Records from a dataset
········

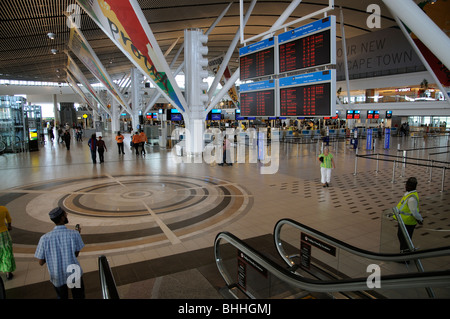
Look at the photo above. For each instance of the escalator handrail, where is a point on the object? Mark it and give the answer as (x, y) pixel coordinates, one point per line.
(2, 289)
(426, 253)
(398, 281)
(107, 283)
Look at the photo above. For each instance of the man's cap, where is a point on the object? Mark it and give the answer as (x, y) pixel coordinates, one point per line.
(55, 212)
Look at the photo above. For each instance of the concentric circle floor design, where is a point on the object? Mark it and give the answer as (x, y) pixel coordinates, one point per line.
(123, 212)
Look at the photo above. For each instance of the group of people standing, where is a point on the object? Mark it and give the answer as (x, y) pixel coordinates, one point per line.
(138, 142)
(97, 146)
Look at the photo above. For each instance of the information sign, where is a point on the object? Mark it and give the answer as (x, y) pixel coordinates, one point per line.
(258, 99)
(308, 94)
(308, 46)
(257, 60)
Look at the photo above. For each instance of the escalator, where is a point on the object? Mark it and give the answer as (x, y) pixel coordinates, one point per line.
(249, 274)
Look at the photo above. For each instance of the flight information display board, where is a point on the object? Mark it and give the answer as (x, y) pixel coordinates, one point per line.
(257, 99)
(257, 60)
(309, 95)
(308, 46)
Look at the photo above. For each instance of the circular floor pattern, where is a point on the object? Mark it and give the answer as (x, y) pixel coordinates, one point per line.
(121, 212)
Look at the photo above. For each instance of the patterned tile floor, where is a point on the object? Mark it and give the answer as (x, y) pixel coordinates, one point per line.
(156, 218)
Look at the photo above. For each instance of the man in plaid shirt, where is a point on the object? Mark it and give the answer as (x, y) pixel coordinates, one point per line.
(59, 249)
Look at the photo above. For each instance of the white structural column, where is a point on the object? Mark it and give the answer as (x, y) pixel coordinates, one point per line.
(195, 72)
(135, 95)
(115, 123)
(423, 27)
(55, 108)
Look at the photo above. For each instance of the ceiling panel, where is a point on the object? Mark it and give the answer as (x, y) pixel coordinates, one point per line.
(25, 50)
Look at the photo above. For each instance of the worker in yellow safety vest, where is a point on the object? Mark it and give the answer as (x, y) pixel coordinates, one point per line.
(408, 208)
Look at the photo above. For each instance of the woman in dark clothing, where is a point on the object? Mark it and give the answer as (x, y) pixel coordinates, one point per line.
(101, 148)
(93, 147)
(66, 138)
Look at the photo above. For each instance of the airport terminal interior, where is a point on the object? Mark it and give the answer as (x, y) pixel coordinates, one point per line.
(165, 221)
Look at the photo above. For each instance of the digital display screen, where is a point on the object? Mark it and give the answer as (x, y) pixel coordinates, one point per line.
(258, 103)
(349, 114)
(306, 100)
(309, 51)
(258, 64)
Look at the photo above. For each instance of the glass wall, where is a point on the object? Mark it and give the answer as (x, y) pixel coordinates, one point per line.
(12, 123)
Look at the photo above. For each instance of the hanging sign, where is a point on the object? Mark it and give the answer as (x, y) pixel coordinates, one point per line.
(126, 25)
(81, 48)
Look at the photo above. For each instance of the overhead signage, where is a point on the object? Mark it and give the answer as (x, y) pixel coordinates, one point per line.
(126, 25)
(81, 48)
(308, 46)
(310, 95)
(76, 72)
(258, 99)
(257, 60)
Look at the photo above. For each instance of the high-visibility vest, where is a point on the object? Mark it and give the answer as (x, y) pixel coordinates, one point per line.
(404, 210)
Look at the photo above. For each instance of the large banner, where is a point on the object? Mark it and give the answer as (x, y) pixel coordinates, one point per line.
(76, 72)
(377, 52)
(81, 48)
(125, 24)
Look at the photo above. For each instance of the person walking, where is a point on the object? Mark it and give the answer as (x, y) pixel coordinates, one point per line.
(59, 249)
(66, 138)
(225, 152)
(7, 261)
(143, 140)
(119, 140)
(408, 208)
(136, 142)
(93, 147)
(326, 164)
(101, 148)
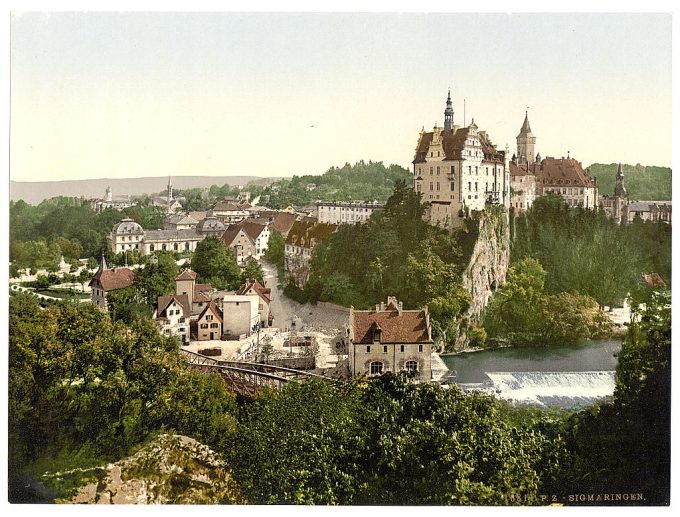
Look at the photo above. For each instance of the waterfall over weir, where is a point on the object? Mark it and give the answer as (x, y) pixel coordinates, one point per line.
(554, 389)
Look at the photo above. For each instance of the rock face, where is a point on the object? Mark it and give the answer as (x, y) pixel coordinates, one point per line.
(171, 470)
(486, 270)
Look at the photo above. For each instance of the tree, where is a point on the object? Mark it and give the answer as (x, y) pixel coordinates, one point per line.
(214, 263)
(275, 248)
(624, 446)
(156, 278)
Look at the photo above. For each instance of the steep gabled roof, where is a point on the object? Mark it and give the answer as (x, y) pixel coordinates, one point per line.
(283, 222)
(396, 326)
(264, 292)
(187, 274)
(165, 301)
(232, 232)
(112, 279)
(211, 307)
(252, 228)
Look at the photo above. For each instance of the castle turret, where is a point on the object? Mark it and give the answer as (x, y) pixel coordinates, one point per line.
(620, 188)
(448, 115)
(525, 142)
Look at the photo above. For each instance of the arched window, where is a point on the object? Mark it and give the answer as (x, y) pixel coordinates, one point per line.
(376, 368)
(411, 366)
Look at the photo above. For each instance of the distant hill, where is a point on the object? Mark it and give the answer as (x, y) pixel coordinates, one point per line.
(35, 192)
(642, 183)
(363, 181)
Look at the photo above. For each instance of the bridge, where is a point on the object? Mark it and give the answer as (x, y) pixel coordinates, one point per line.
(246, 378)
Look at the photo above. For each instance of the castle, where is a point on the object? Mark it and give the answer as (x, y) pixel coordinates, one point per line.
(532, 176)
(624, 211)
(458, 169)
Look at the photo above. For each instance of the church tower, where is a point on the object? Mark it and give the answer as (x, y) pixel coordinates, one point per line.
(525, 143)
(620, 188)
(448, 115)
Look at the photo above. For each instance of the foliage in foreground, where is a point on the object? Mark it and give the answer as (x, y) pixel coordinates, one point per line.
(387, 442)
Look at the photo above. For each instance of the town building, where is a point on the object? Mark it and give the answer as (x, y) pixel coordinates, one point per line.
(531, 176)
(230, 211)
(259, 234)
(237, 239)
(251, 287)
(209, 323)
(128, 235)
(300, 242)
(110, 201)
(241, 315)
(624, 211)
(106, 280)
(282, 222)
(179, 221)
(167, 202)
(390, 339)
(346, 212)
(173, 314)
(458, 169)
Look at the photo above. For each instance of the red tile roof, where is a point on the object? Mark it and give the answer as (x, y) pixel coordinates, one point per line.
(283, 221)
(187, 274)
(396, 326)
(112, 279)
(212, 308)
(165, 301)
(555, 172)
(252, 228)
(264, 292)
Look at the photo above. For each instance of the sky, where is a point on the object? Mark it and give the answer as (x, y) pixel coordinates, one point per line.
(117, 95)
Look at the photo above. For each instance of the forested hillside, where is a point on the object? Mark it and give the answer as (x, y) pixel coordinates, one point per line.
(642, 182)
(359, 182)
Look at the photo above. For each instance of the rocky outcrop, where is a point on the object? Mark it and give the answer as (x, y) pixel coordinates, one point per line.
(486, 269)
(171, 470)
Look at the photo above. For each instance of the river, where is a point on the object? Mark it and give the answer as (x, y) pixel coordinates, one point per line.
(564, 376)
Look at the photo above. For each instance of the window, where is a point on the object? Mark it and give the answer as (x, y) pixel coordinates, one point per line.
(411, 366)
(376, 368)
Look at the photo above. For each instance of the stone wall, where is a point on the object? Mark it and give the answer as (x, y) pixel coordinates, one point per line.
(486, 269)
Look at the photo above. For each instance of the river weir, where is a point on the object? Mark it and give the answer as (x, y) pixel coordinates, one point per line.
(565, 376)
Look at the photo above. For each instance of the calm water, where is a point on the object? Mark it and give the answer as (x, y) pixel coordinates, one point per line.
(586, 357)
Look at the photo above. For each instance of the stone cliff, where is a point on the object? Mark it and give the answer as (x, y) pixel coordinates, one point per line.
(486, 269)
(171, 470)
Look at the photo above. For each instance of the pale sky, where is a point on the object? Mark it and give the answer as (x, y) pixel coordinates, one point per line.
(119, 95)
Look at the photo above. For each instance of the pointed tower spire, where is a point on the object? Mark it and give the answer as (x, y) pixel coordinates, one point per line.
(620, 188)
(448, 114)
(102, 263)
(525, 142)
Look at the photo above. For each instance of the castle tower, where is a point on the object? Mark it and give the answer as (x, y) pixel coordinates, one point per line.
(525, 143)
(448, 115)
(620, 188)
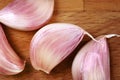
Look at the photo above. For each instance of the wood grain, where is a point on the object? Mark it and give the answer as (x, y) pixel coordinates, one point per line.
(104, 5)
(97, 22)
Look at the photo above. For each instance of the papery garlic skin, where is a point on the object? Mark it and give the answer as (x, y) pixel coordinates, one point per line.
(27, 15)
(92, 61)
(10, 63)
(53, 43)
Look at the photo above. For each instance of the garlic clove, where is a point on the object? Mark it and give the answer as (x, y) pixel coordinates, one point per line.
(10, 63)
(53, 43)
(27, 15)
(92, 61)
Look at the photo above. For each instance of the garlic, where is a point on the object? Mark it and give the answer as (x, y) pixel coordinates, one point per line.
(27, 15)
(10, 63)
(53, 43)
(92, 61)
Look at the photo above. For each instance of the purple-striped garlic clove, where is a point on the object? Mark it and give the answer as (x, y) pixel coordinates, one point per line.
(10, 63)
(92, 61)
(53, 43)
(27, 15)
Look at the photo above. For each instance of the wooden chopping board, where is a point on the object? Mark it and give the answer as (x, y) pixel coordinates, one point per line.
(95, 16)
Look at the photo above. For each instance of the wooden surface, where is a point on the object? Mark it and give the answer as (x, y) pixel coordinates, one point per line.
(95, 16)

········

→ **INSTRUCTION**
Rewrite everything from the line containing "wooden surface, where" down to the last line as a numbered list. Leave out any blank lines.

→ **TASK RESULT**
1. Look at the photo above. For each instance of the wooden surface, where is a point on the object? Mark it and give the answer as (x, y) pixel coordinates, one point per line.
2. (95, 16)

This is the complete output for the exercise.